* QUOTED PASSAGE:

LOL - I've got 2 cats & a dog - what really collects the pet hair on my Oberon is the wool felt pad! I have to roll it with a lint roller occasionally.


----------



## VictoriaP (Mar 1, 2009)

Meemo said:


> LOL - I've got 2 cats & a dog - what really collects the pet hair on my Oberon is the wool felt pad! I have to roll it with a lint roller occasionally.


And THAT was the secondary reason I had them leave the wool off of mine!  Nothing like any kind of black cloth for picking up cat hair....


----------



## Kathy (Nov 5, 2008)

I have straps and my daughter has the velcro. I didn't like the velcro at all, but she loves it.


----------



## kjn24 (Mar 27, 2009)

Thank you so much for posting this! All I wanted right now was something inexpensive to hold my Kindle 2 in the case so it didn't pick up 'stuff' from inside my purse. This lightwedge case for $8.99 is exactly what I needed!! I hope to have an Oberon/Bella case one day, but I really needed something in the mean time. I just ordered from Amazon, and with my Prime it will be here before we leave for out of town at the end of the week!
Again - thanks so much!
Kathy



Patrizia said:


> if you want to go cheap. I use the Lightwedge orginal case (you can get it on amazon) for about 9 bucks and it covers my kindle IN the Oberon cover.. it zips around and is microfiber as well I have three of these , they are great!!!
> 
> the writing is black on black I dont know why they show the white writing none of mine have it. its great for the K1 and the K2 with covers.. here is the link
> 
> LightWedge Soft Case, Original Size


----------



## ableman42 (Mar 20, 2009)

Thank you all! I have my new Oberon cover (black, celtic knot), light and the lightwave cover. It's perfect!

Sean


----------

Point placement records
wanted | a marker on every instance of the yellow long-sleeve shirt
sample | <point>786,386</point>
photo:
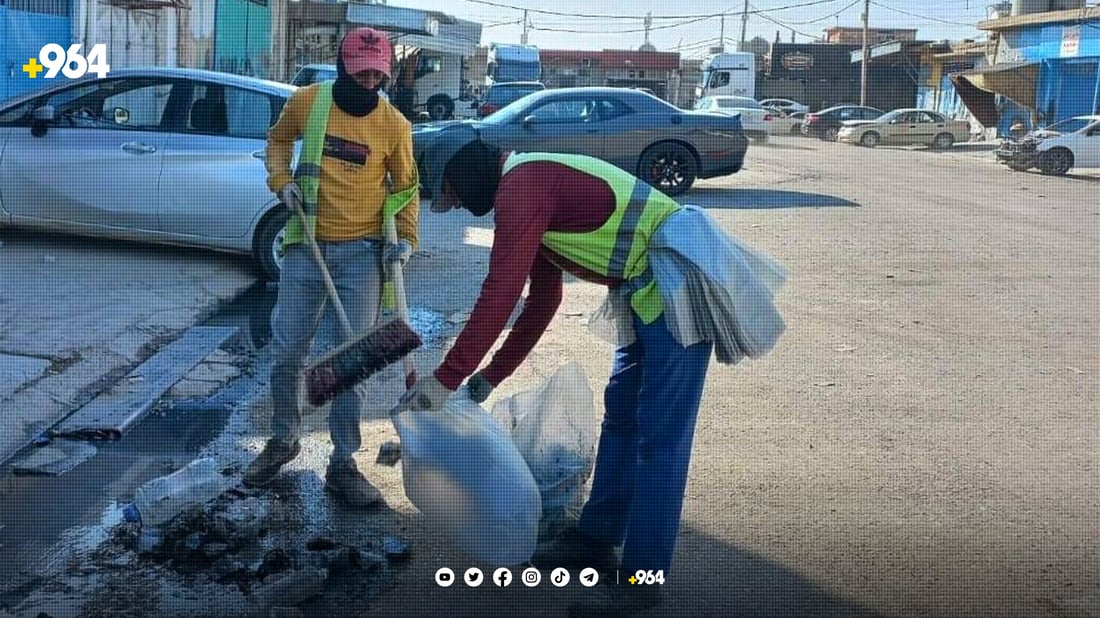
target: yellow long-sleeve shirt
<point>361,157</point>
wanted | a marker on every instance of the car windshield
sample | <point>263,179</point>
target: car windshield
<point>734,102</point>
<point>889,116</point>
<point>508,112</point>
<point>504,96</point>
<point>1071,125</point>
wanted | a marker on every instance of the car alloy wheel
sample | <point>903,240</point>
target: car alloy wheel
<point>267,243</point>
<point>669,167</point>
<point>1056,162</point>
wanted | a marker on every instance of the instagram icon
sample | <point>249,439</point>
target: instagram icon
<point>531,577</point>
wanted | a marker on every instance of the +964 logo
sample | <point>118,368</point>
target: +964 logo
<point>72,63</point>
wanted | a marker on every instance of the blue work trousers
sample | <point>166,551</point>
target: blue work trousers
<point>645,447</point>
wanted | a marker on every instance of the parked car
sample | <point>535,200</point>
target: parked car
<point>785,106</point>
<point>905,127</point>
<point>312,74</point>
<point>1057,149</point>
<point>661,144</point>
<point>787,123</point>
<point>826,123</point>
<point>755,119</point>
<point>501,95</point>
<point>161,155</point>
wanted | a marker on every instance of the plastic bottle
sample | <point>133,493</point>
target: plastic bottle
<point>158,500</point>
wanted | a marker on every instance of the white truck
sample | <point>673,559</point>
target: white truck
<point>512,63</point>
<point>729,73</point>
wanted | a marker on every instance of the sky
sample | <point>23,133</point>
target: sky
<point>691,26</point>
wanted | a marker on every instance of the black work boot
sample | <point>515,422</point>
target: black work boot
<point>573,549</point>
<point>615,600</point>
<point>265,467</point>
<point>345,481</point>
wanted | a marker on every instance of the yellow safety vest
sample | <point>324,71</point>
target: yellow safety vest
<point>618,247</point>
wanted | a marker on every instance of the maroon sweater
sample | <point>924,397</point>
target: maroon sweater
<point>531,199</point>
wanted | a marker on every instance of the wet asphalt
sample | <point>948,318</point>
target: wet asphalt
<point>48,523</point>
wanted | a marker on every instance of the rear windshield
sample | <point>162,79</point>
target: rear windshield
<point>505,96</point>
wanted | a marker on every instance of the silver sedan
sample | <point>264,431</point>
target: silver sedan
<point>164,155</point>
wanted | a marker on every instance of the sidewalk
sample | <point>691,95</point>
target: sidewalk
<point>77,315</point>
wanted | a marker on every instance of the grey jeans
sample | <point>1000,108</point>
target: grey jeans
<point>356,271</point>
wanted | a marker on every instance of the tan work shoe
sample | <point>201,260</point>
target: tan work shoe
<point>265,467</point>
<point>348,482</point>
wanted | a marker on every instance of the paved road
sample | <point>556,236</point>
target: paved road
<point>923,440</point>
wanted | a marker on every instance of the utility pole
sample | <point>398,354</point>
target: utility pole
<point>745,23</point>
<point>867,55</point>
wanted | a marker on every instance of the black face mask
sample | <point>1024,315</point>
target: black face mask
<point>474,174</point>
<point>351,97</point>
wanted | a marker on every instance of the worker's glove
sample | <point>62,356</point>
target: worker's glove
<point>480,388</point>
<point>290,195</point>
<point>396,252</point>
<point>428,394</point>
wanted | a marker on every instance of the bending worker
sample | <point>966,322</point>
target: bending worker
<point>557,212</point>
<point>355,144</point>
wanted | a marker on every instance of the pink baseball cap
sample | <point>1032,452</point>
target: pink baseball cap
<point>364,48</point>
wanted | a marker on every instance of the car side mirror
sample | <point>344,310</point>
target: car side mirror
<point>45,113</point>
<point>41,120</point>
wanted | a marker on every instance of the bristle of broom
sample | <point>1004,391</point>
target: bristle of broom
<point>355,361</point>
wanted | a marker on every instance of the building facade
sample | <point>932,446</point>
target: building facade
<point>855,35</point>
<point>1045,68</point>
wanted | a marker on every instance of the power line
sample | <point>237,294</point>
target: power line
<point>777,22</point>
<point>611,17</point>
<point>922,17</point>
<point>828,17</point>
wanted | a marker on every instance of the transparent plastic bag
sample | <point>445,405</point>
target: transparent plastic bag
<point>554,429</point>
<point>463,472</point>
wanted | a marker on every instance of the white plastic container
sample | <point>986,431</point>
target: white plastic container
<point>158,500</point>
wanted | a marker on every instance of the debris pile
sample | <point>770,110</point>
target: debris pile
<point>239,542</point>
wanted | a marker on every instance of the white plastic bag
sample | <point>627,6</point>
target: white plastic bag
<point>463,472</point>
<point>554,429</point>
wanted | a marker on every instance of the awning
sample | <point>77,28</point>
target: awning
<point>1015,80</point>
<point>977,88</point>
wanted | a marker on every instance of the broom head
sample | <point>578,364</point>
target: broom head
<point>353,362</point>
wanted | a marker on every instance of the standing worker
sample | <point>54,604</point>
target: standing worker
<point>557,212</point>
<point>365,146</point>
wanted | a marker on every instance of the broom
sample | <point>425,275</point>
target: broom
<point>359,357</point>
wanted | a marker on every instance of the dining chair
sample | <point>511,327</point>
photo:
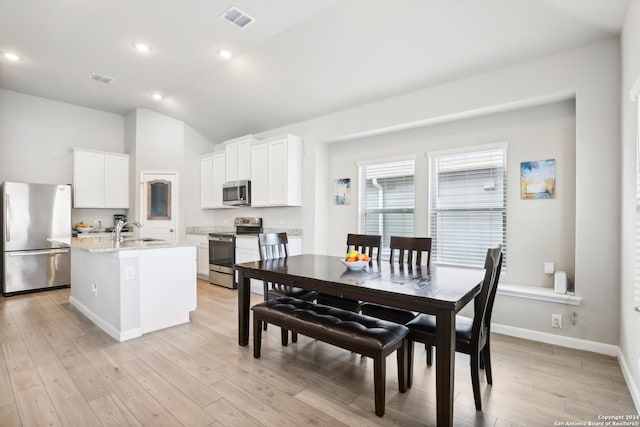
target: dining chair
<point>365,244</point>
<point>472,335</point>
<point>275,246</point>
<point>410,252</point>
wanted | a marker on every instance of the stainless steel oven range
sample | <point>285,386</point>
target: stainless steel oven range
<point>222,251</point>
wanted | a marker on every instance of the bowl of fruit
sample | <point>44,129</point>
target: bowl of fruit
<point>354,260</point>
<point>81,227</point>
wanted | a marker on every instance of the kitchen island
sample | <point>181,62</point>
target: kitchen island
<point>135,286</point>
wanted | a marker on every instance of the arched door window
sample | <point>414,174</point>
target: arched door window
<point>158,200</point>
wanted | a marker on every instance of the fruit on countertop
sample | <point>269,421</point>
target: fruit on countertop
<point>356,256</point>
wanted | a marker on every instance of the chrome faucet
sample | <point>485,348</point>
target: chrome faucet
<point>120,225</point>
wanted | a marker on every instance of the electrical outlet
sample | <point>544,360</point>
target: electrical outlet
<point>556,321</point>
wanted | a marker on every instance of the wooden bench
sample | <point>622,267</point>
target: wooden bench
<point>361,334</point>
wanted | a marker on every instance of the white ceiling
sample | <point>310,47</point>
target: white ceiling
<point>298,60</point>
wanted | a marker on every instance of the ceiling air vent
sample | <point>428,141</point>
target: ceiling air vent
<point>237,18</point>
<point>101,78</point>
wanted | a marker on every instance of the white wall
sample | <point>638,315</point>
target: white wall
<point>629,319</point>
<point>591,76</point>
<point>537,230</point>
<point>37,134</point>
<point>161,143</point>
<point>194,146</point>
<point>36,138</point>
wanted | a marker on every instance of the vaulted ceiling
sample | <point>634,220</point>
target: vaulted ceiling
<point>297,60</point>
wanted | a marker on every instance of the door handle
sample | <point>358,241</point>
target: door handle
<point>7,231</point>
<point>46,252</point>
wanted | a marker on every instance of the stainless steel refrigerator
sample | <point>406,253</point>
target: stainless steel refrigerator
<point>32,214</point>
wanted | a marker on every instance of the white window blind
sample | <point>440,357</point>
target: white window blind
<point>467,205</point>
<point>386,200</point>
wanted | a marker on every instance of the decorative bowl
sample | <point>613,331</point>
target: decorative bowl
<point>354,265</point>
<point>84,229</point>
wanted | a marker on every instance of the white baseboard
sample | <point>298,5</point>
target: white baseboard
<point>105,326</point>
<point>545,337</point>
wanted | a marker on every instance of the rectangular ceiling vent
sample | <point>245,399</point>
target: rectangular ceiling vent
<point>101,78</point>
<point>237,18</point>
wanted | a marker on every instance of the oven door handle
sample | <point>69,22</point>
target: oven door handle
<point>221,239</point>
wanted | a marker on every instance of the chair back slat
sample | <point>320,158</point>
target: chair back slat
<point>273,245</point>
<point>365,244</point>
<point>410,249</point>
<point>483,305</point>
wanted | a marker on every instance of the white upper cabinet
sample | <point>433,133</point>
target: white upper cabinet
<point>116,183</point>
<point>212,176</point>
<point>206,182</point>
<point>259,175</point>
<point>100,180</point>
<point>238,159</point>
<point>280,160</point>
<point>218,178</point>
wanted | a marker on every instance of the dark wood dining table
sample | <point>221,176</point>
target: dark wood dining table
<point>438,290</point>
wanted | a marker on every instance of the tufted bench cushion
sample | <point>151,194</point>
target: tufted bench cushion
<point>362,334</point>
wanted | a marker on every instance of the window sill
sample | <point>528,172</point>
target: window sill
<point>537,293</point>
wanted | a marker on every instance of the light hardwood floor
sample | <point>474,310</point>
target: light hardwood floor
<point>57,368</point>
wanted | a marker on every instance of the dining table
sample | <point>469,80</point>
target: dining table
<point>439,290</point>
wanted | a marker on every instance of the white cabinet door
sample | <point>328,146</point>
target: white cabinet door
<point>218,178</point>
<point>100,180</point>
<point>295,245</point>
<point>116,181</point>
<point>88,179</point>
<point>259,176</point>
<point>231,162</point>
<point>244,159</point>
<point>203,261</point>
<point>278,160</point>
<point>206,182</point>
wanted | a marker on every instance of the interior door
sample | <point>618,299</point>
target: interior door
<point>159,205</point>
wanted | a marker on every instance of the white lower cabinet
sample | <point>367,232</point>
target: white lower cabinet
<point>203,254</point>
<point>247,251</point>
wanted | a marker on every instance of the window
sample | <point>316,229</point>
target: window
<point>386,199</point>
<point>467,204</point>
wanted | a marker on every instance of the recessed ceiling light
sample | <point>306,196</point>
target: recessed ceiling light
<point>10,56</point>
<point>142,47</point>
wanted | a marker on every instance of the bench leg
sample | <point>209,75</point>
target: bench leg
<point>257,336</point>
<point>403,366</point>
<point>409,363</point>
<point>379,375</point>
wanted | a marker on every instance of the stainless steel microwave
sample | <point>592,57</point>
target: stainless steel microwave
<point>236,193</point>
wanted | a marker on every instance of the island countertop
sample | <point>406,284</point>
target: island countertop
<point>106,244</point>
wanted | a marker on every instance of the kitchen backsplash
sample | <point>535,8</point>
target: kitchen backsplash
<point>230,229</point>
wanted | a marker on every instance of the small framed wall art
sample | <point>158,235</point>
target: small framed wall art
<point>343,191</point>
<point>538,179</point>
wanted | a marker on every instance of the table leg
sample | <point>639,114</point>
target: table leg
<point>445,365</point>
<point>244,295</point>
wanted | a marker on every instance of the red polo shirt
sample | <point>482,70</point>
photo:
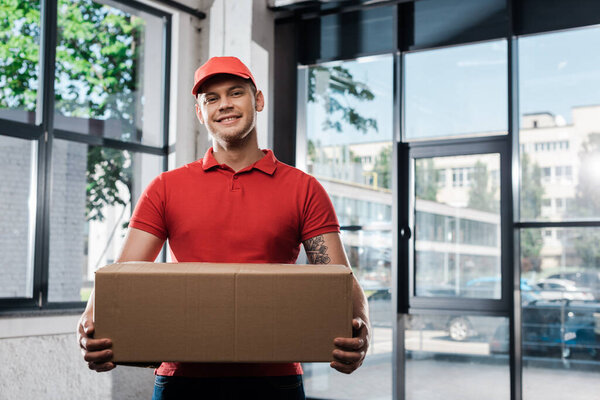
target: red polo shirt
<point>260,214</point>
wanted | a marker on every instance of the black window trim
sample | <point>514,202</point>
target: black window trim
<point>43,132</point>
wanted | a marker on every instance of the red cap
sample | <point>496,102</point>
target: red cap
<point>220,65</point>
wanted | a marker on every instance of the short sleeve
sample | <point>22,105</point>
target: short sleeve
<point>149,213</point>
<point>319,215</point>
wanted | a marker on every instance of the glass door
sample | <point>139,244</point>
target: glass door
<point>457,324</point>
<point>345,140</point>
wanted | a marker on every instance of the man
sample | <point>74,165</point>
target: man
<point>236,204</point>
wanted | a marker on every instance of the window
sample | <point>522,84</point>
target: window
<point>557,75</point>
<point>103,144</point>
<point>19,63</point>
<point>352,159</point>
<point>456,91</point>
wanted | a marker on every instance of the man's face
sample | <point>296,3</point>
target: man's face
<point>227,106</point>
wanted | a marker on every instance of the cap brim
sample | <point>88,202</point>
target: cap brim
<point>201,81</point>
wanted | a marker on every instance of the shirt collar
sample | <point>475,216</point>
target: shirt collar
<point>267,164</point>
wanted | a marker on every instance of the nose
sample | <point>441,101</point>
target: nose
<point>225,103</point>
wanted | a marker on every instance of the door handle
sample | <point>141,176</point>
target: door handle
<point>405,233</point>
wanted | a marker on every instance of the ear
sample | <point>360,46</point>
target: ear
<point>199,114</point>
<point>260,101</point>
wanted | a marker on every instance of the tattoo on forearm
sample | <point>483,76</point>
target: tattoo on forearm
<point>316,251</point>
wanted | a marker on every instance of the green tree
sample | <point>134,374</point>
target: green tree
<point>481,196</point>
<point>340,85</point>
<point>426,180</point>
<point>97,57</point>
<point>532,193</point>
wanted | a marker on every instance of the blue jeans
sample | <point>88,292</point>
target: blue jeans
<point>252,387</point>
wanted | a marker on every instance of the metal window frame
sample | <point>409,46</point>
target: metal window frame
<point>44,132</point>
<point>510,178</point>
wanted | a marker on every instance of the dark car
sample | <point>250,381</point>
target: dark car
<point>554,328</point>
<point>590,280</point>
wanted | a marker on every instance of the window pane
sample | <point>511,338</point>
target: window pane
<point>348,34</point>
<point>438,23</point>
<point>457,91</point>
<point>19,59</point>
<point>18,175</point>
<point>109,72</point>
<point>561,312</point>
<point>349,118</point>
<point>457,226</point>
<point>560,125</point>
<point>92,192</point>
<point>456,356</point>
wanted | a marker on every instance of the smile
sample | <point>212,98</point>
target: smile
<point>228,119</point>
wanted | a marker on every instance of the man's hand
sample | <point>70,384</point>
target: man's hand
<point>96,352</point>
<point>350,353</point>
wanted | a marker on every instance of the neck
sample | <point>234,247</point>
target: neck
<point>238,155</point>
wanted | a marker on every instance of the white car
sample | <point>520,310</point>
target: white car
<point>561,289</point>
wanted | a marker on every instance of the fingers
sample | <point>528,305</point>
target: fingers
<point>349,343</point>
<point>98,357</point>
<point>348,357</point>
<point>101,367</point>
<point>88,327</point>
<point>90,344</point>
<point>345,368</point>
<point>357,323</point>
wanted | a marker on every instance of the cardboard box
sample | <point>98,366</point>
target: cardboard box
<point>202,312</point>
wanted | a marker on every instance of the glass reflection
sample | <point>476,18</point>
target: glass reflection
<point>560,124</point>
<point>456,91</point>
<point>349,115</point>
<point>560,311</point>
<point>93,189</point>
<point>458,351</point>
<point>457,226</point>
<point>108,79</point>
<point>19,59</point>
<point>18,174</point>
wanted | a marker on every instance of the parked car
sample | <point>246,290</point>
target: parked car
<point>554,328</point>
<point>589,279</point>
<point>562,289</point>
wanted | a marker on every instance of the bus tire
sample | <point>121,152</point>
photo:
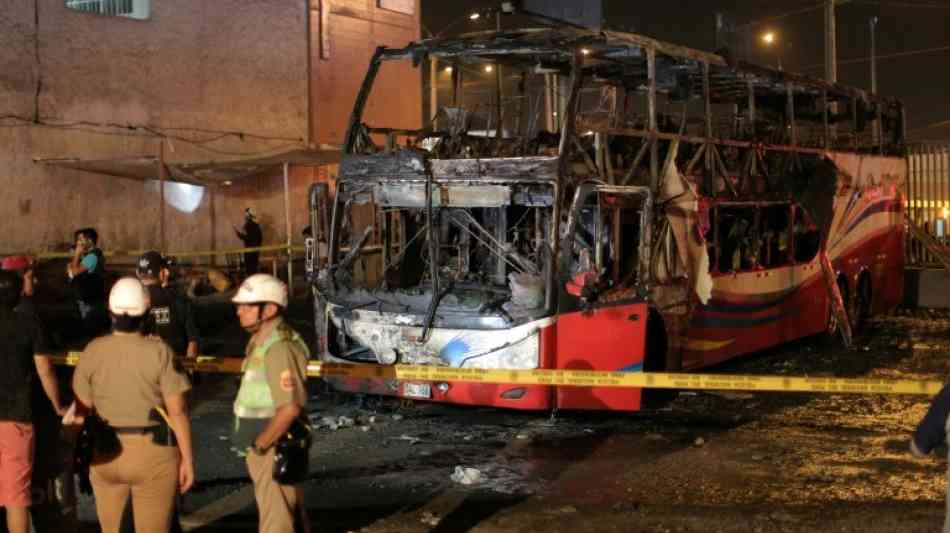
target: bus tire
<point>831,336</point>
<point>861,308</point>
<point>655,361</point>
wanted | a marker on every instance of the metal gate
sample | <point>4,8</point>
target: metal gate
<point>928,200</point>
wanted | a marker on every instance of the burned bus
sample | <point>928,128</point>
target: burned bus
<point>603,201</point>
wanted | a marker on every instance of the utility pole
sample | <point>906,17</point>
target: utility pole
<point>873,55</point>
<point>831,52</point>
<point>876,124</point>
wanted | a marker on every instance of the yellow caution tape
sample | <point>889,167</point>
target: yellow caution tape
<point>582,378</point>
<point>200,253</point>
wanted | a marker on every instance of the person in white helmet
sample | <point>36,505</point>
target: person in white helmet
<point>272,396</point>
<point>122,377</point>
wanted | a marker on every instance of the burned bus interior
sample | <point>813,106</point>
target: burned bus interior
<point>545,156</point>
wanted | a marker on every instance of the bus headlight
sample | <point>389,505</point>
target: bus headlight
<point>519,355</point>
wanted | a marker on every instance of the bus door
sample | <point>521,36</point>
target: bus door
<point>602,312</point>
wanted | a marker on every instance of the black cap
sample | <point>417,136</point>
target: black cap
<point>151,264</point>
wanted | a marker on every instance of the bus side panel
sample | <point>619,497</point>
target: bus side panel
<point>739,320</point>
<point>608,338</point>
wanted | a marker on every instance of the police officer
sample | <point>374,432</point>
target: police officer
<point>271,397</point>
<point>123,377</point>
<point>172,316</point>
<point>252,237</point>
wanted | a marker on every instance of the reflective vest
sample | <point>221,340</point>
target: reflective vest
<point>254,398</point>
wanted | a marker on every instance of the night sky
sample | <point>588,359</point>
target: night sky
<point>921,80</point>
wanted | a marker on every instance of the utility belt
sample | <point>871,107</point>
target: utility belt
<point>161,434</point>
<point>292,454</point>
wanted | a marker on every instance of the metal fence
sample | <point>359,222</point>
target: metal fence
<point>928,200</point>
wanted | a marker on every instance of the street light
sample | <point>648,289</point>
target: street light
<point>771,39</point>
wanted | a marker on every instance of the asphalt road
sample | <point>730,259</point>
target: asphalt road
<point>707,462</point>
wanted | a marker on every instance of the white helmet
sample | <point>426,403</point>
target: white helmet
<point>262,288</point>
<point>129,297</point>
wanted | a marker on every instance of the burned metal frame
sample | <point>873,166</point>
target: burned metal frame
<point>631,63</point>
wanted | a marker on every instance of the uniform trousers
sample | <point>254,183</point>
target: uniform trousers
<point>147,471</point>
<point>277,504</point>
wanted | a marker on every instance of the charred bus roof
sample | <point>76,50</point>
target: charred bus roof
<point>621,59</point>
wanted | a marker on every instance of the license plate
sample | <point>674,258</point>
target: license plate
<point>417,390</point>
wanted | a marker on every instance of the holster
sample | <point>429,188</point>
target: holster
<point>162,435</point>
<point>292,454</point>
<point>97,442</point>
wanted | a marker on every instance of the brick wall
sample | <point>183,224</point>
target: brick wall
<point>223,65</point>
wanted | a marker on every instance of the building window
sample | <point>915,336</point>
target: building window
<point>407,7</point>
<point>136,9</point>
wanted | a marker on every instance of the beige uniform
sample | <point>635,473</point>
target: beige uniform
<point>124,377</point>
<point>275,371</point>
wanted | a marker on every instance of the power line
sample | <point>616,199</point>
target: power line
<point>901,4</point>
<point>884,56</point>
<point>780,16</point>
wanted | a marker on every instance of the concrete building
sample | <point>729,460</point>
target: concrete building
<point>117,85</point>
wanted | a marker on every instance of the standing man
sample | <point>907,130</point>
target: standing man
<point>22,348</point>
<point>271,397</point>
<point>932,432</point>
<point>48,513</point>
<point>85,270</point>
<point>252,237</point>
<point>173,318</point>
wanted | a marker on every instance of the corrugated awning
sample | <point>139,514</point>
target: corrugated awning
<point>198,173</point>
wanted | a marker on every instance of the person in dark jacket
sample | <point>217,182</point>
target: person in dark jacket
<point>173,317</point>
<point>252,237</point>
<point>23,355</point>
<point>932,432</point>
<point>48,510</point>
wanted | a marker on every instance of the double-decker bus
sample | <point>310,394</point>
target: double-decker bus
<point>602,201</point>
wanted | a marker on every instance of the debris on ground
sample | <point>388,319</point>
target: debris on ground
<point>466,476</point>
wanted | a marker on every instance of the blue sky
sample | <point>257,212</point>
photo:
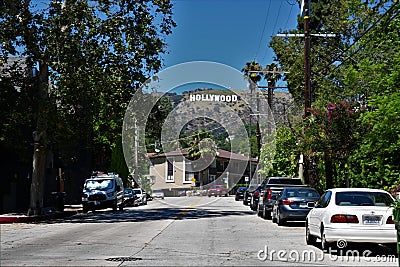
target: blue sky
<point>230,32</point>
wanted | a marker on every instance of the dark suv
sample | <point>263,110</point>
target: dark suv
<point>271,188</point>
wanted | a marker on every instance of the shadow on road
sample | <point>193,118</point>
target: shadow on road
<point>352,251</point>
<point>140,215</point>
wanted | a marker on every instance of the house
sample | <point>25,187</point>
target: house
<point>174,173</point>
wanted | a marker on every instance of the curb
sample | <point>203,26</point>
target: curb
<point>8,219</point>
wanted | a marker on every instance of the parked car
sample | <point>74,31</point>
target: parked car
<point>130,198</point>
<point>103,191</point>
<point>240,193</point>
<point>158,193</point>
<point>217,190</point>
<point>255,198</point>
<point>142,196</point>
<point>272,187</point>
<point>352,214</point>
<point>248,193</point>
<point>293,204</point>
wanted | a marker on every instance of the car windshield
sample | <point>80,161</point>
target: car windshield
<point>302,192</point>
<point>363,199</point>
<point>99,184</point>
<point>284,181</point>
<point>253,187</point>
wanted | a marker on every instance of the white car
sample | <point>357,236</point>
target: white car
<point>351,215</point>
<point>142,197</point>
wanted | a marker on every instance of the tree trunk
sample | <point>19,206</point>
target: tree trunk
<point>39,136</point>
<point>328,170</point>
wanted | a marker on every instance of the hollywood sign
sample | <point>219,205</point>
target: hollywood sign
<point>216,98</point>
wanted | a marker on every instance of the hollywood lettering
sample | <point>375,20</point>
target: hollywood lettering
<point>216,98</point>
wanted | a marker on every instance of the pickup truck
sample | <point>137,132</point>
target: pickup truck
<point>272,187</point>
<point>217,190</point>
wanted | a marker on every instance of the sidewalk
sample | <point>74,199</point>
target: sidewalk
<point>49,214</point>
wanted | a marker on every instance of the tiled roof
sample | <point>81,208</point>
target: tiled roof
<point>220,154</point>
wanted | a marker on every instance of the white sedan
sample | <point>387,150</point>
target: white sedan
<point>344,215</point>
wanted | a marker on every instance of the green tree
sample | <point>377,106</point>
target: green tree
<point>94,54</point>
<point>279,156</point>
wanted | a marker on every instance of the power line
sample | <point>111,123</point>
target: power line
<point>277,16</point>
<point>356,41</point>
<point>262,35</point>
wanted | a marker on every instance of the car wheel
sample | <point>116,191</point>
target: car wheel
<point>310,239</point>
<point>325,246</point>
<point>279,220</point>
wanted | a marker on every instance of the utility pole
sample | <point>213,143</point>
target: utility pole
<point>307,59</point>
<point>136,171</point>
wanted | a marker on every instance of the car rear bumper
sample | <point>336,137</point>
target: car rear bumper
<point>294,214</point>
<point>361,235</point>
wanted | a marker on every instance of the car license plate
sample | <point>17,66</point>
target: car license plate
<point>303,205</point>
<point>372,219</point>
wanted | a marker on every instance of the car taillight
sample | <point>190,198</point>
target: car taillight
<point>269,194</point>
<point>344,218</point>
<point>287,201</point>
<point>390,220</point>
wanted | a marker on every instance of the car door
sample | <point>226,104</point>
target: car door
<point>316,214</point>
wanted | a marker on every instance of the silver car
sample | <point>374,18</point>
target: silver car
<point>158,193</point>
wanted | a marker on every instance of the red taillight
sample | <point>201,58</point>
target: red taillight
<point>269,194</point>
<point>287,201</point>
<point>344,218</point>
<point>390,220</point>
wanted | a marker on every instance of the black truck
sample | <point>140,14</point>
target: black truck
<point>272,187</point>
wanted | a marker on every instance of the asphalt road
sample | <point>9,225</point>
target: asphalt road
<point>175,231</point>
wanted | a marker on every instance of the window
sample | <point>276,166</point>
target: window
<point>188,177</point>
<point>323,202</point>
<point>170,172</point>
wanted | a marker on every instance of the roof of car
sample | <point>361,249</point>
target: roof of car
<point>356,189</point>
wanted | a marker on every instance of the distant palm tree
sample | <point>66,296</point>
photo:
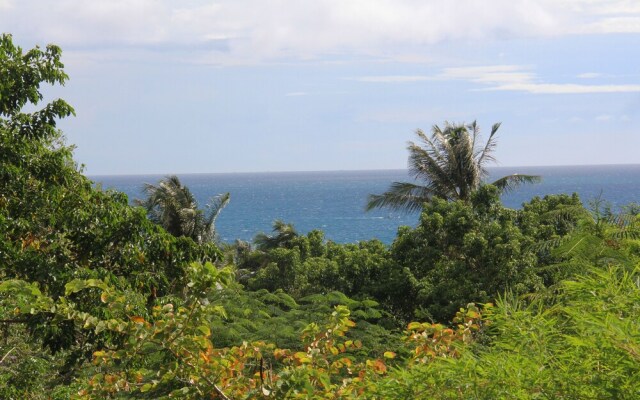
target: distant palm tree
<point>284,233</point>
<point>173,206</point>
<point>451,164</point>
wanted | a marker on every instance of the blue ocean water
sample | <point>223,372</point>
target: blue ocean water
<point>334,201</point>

* SHORT EXERCISE 1:
Reproduce verbatim the stretch of the forum thread about Kindle covers from "## kjn24 (Mar" through "of the week!".
* SHORT EXERCISE 2:
Edit the stretch of the records from the line containing "wanted | a marker on every instance of the white sedan" through the line containing "<point>279,156</point>" so that "green tree" becomes "palm tree", with everything else unchanged. Give only those lines.
The forum thread and the records have no connection to each other.

* PROBLEM SOLUTION 1:
## kjn24 (Mar 27, 2009)

Thank you so much for posting this! All I wanted right now was something inexpensive to hold my Kindle 2 in the case so it didn't pick up 'stuff' from inside my purse. This lightwedge case for $8.99 is exactly what I needed!! I hope to have an Oberon/Bella case one day, but I really needed something in the mean time. I just ordered from Amazon, and with my Prime it will be here before we leave for out of town at the end of the week!

* PROBLEM SOLUTION 2:
wanted | a marker on every instance of the white sedan
sample | <point>387,150</point>
target: white sedan
<point>344,215</point>
wanted | a marker on every instance of the palm tree
sample | <point>377,106</point>
target: palm tree
<point>94,54</point>
<point>279,156</point>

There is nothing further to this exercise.